## Required task
Copy the listing below, switching each "one dot per instance" to "a single dot for each instance" and keeping every other line unchanged. Leave the pictures out of your answer.
Start of Dataset extract
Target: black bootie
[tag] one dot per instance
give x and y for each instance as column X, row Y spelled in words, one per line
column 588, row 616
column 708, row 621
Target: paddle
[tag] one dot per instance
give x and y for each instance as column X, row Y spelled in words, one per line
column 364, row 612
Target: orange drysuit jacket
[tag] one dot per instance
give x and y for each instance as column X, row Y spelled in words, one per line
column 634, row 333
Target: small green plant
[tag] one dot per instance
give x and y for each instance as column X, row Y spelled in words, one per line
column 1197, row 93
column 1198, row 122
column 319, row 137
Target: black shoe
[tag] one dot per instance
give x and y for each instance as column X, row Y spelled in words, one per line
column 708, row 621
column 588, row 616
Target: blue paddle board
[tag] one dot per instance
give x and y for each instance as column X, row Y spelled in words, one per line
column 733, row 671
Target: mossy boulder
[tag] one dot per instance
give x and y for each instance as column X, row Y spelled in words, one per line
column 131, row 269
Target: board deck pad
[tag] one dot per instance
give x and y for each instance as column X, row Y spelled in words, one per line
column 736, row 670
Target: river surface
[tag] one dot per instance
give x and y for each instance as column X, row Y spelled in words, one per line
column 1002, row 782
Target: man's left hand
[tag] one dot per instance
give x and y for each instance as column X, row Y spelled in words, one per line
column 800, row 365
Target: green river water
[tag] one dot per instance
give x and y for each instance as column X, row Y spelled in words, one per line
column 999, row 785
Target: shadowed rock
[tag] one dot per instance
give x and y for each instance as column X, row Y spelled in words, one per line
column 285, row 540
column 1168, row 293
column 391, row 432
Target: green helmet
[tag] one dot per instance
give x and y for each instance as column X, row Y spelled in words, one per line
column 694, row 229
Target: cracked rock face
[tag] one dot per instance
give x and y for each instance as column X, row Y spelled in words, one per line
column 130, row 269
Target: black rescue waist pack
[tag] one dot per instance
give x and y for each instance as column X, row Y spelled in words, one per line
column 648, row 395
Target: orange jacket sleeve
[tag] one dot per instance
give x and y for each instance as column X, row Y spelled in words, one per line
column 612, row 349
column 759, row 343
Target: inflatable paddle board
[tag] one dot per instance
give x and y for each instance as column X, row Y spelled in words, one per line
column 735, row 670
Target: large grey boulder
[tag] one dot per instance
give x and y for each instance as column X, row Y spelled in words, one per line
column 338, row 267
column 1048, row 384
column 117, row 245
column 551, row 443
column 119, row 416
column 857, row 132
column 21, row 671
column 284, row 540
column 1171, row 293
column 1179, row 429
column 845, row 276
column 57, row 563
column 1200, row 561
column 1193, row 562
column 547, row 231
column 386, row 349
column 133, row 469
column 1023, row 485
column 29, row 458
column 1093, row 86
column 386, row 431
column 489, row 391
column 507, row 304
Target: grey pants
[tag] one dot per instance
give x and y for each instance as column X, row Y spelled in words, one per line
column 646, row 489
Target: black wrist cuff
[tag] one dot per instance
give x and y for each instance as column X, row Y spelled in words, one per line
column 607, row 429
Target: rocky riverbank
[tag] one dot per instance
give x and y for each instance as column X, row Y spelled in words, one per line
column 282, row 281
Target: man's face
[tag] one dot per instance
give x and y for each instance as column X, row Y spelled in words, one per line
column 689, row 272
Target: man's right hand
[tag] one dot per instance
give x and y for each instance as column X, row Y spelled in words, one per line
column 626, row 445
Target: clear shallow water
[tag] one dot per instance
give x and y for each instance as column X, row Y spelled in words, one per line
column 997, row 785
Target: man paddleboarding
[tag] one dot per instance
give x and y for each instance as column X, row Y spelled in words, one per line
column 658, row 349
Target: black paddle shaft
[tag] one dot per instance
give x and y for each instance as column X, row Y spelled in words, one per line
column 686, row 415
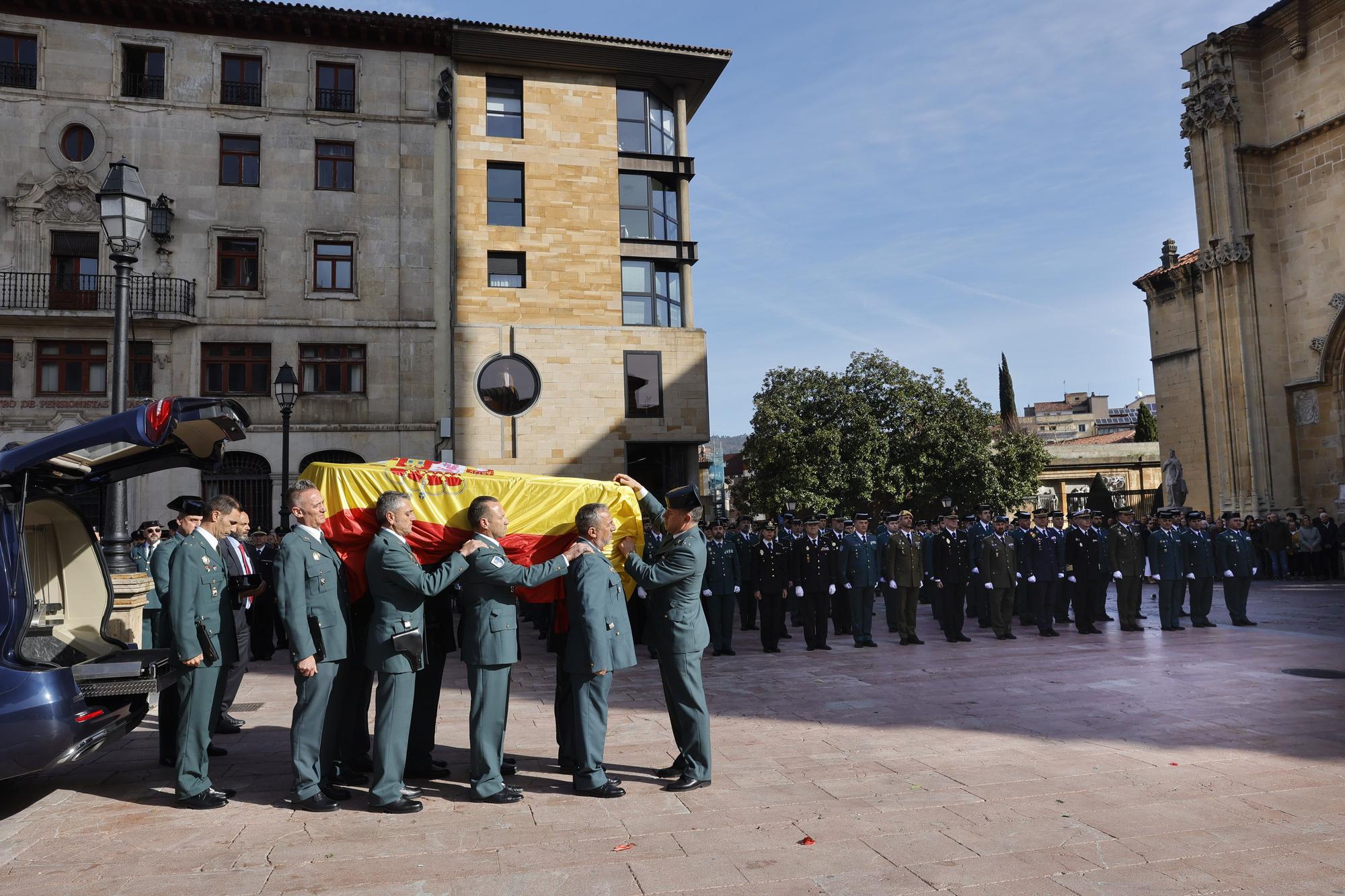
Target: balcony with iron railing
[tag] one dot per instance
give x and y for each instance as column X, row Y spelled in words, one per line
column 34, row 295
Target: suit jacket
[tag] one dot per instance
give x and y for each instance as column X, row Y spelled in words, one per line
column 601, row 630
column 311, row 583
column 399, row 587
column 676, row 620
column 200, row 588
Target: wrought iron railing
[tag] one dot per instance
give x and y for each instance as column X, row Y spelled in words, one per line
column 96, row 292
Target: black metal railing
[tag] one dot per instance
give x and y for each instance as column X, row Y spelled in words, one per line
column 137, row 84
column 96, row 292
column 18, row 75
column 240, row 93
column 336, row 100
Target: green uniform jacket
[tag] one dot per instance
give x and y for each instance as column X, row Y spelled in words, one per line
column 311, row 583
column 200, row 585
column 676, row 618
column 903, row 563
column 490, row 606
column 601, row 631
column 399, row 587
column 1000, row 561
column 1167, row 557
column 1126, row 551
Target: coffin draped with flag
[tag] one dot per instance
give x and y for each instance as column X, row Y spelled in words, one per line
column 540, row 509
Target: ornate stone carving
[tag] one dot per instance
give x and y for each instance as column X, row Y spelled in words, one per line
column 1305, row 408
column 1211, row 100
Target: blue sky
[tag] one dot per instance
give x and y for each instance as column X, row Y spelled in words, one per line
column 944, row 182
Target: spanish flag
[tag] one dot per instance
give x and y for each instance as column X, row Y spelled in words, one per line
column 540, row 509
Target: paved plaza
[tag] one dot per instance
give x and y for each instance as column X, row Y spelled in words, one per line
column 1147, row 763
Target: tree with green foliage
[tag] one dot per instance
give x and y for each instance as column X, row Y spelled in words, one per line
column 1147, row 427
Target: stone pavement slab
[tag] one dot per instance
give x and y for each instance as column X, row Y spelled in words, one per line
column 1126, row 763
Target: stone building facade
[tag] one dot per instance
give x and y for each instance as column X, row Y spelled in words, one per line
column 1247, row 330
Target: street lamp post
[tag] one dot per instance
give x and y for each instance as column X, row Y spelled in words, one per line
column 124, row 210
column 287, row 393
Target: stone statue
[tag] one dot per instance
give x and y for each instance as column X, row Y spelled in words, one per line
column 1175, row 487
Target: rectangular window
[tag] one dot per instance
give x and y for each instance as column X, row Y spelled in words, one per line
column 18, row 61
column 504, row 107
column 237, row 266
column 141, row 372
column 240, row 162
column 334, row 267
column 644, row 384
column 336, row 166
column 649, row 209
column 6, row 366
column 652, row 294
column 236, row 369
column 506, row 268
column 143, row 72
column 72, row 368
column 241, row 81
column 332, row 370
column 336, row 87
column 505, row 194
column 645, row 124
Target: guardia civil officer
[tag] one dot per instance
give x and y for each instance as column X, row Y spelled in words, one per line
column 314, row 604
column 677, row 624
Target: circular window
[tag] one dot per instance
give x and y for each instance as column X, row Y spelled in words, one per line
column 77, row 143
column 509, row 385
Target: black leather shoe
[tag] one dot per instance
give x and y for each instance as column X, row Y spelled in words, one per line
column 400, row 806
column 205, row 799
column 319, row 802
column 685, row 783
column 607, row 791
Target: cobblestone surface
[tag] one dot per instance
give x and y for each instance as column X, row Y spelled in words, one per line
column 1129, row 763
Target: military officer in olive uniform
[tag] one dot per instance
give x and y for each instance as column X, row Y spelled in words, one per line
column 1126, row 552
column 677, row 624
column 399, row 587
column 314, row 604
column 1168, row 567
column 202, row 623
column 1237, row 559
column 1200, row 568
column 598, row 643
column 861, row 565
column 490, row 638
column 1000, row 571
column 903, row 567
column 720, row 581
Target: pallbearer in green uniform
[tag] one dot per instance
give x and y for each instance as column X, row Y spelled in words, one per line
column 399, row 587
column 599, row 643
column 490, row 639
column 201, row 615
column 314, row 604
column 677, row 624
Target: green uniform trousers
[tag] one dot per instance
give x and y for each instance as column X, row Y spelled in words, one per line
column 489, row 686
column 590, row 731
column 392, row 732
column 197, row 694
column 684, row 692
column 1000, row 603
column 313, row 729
End of Dataset extract
## Result for this task
Target: black bootie
[tag] a single dot for each instance
give x and y for each instance as column X, row Y spelled in words, one per line
column 588, row 616
column 708, row 621
Target: paddle
[tag] a single dot for each instance
give x and y for each instance as column X, row Y spelled in words, one per line
column 364, row 612
Target: orange drysuit jacket
[tag] a single dot for each instance
give x and y for each instance as column X, row Y spelled in words, one per line
column 634, row 333
Target: small green plant
[tag] a single dot for each instance
give x and y for each instance as column X, row Y spelled in words, one per line
column 1197, row 93
column 1198, row 122
column 319, row 137
Target: black shoe
[tag] a single dot for each instance
give x and y for each instance as column X, row Y spelled in words, one per line
column 708, row 621
column 588, row 616
Target: blue paddle board
[tag] a single dot for each instance
give x and y for each instance as column X, row Y spelled in words, one per line
column 733, row 671
Target: mossy boulder
[tag] a single dot for each instance
give x and y for each instance as column X, row Y spelled in words, one per line
column 131, row 269
Target: board deck pad
[tag] a single dot for each instance
give x and y for each instance as column X, row Y spelled in words, one per line
column 736, row 670
Target: river surface
[tag] a single dot for each instance
give x and y for each instance as column X, row Y spelled in words, one per line
column 1002, row 782
Target: man's left hand
[tag] a single dot for each instance
give x and y for each instance as column X, row Y spelled in words, one per line
column 800, row 365
Target: green river water
[tag] a single dot for each instance
give x and y for each instance as column X, row Y spelled in words, one per line
column 999, row 785
Target: shadowed rock
[tag] a single dot for each instance
give x and y for each instance as column X, row Y spelled in words, one per line
column 285, row 540
column 1168, row 293
column 391, row 432
Target: green helmet
[tag] a single dot for each instance
give x and y for each instance as column X, row Y spelled in words, one per line
column 694, row 229
Target: cracked rock face
[tag] a single dot for each instance
give x and y for each instance as column X, row Y spelled in words, one per line
column 130, row 269
Target: black rescue waist pack
[tag] a single dot for each instance
give x and y for each instance as column X, row Y spelled in words, one per line
column 648, row 395
Target: orange jacket sleeve
[tag] a single dot for each instance
give x and y for each instance as column X, row Y spelled in words, one per line
column 612, row 349
column 759, row 343
Target: inflatable paddle board
[tag] a single dot for each instance
give x and y for each instance as column X, row Y spelled in words, one per line
column 735, row 670
Target: large grey boulder
[tag] a single dot for each instance
give x and y for each instance as column X, row Y spelled in words, one per line
column 338, row 267
column 1048, row 384
column 117, row 245
column 551, row 443
column 119, row 416
column 857, row 132
column 21, row 671
column 284, row 540
column 1171, row 293
column 1179, row 429
column 845, row 276
column 57, row 563
column 1200, row 561
column 1193, row 562
column 547, row 231
column 386, row 349
column 133, row 469
column 1023, row 485
column 29, row 458
column 1093, row 86
column 386, row 431
column 489, row 391
column 507, row 304
Target: grey pants
[tag] a single dot for each instance
give x and y for each instance as column X, row Y spelled in words, one per line
column 646, row 489
Target: black wrist cuff
[tag] a single dot for each instance
give x and y for each instance as column X, row Y spelled in words, one per line
column 607, row 429
Target: rocky riverbank
[tag] a single dot for each instance
give x and y for each instance as column X, row Y spelled in words, one per line
column 282, row 281
Target: man's face
[tag] a single dot for each instance
give x and y for each instance as column X, row Y spelled in words, one per line
column 689, row 272
Target: man's right hand
[tag] a single dot for each instance
give x and y for each instance as column X, row Y spelled in words, one per line
column 626, row 445
Target: clear shallow water
[tag] a single dot for each instance
give x and y for each instance as column X, row Y spelled in words, one per line
column 997, row 785
Target: man paddleboarding
[tag] a single dot for each instance
give x and y for each instance as column X, row Y spelled in words, one per line
column 658, row 349
Target: black paddle shaft
[tag] a single dot for each instance
give x and y for each instance as column X, row Y spelled in words, one per line
column 686, row 415
Target: balcony with iron railing
[tag] a single dot for each instance
give x and y for each instance as column X, row Y spelled in words, one per line
column 34, row 295
Target: suit jacket
[tag] a single dot for each instance
give x and y for each instance as column X, row Y spelled in words, one per line
column 601, row 630
column 311, row 583
column 399, row 587
column 676, row 620
column 200, row 588
Target: wrought iron railing
[tag] a single dot for each instance
give x and y for each instance as column X, row Y spelled in words, one per line
column 96, row 292
Target: black metal railing
[tag] a single dot for each instance
give x and y for each instance as column X, row Y spelled in words, one per line
column 137, row 84
column 96, row 292
column 18, row 75
column 240, row 93
column 336, row 100
Target: green uniform jacket
[tag] a single dot for each instance
give x and y for each instance as column X, row Y spelled in words, one per line
column 311, row 583
column 200, row 585
column 676, row 618
column 903, row 563
column 490, row 606
column 601, row 631
column 399, row 587
column 1000, row 561
column 1167, row 557
column 1126, row 551
Target: coffin draped with flag
[tag] a single dot for each instance
give x and y for each instance as column X, row Y spelled in words, one per line
column 540, row 509
Target: ornate stone carving
[tag] a single dot for each instance
give x and y for each instance as column X, row Y spelled in words, one per line
column 1305, row 408
column 1211, row 100
Target: blue sky
[tag] a single dot for each instance
give x and y for each instance as column X, row Y spelled in words, one per line
column 944, row 182
Target: spanish flag
[tag] a single dot for each instance
give x and y for each instance as column X, row Y spelled in words, one per line
column 540, row 509
Target: paved plaza
[tag] a single dot for each instance
give x and y for each instance as column X, row Y spelled in words, one per line
column 1147, row 763
Target: tree with green foliage
[tag] a single dot for each instance
give x and y for each instance as column X, row Y spelled in words, one per line
column 1147, row 427
Target: stone pavement slab
[tag] a single dot for each instance
give x and y for each instance as column X, row Y spelled in words, one per line
column 1126, row 763
Target: stone building facade
[tag] a single dot for each instance
give x and y for each instance as column X, row Y spelled in words, one per line
column 1247, row 330
Target: street lamp post
[tag] a single dot for each instance
give x and y for each instance as column X, row Y spelled in words, one per line
column 124, row 210
column 287, row 393
Target: stone statue
[tag] a single dot for each instance
give x and y for each instance as column X, row Y spelled in words, one per line
column 1175, row 487
Target: rectangular window
[tag] a single dot for each instance
give x and y for each instance as column X, row Y spelled in words, one per line
column 18, row 61
column 504, row 107
column 237, row 266
column 141, row 372
column 240, row 162
column 334, row 267
column 644, row 384
column 336, row 166
column 649, row 209
column 6, row 366
column 652, row 294
column 236, row 369
column 506, row 268
column 143, row 72
column 72, row 368
column 241, row 81
column 332, row 370
column 336, row 87
column 505, row 194
column 645, row 124
Target: guardia civil officer
[tag] a single dot for each instance
give x and y for each instance as column X, row Y spelled in words, one per line
column 314, row 604
column 677, row 624
Target: circular window
[tag] a single dot for each instance
give x and y for each instance as column X, row Y spelled in words, one per line
column 77, row 143
column 509, row 385
Target: black leather shoe
[tag] a single dot for each instance
give x and y for each instance as column X, row Y spelled in words, one per line
column 400, row 806
column 205, row 799
column 319, row 802
column 685, row 783
column 607, row 791
Target: cobblestone surface
[tag] a single dot for each instance
give x and y for each instance as column X, row Y spelled in words, one per line
column 1129, row 763
Target: military officer in olive uniform
[tag] a single dot for each instance
give x and y for each instance as column X, row Y spelled in words, one per line
column 1126, row 552
column 677, row 624
column 399, row 587
column 314, row 604
column 1168, row 567
column 202, row 623
column 1237, row 559
column 1200, row 568
column 598, row 643
column 861, row 565
column 490, row 638
column 1000, row 571
column 903, row 567
column 720, row 581
Target: pallbearer in green uniform
[tag] a single dot for each instance
give x and y for each instance as column X, row Y spelled in words, one per line
column 399, row 587
column 599, row 643
column 490, row 639
column 201, row 615
column 314, row 604
column 677, row 624
Target: green uniform trousers
[tag] a single dot for each instance
give x and y for each instance as column X, row Y spelled in words, one per line
column 489, row 686
column 590, row 731
column 392, row 732
column 197, row 694
column 684, row 692
column 1000, row 603
column 313, row 729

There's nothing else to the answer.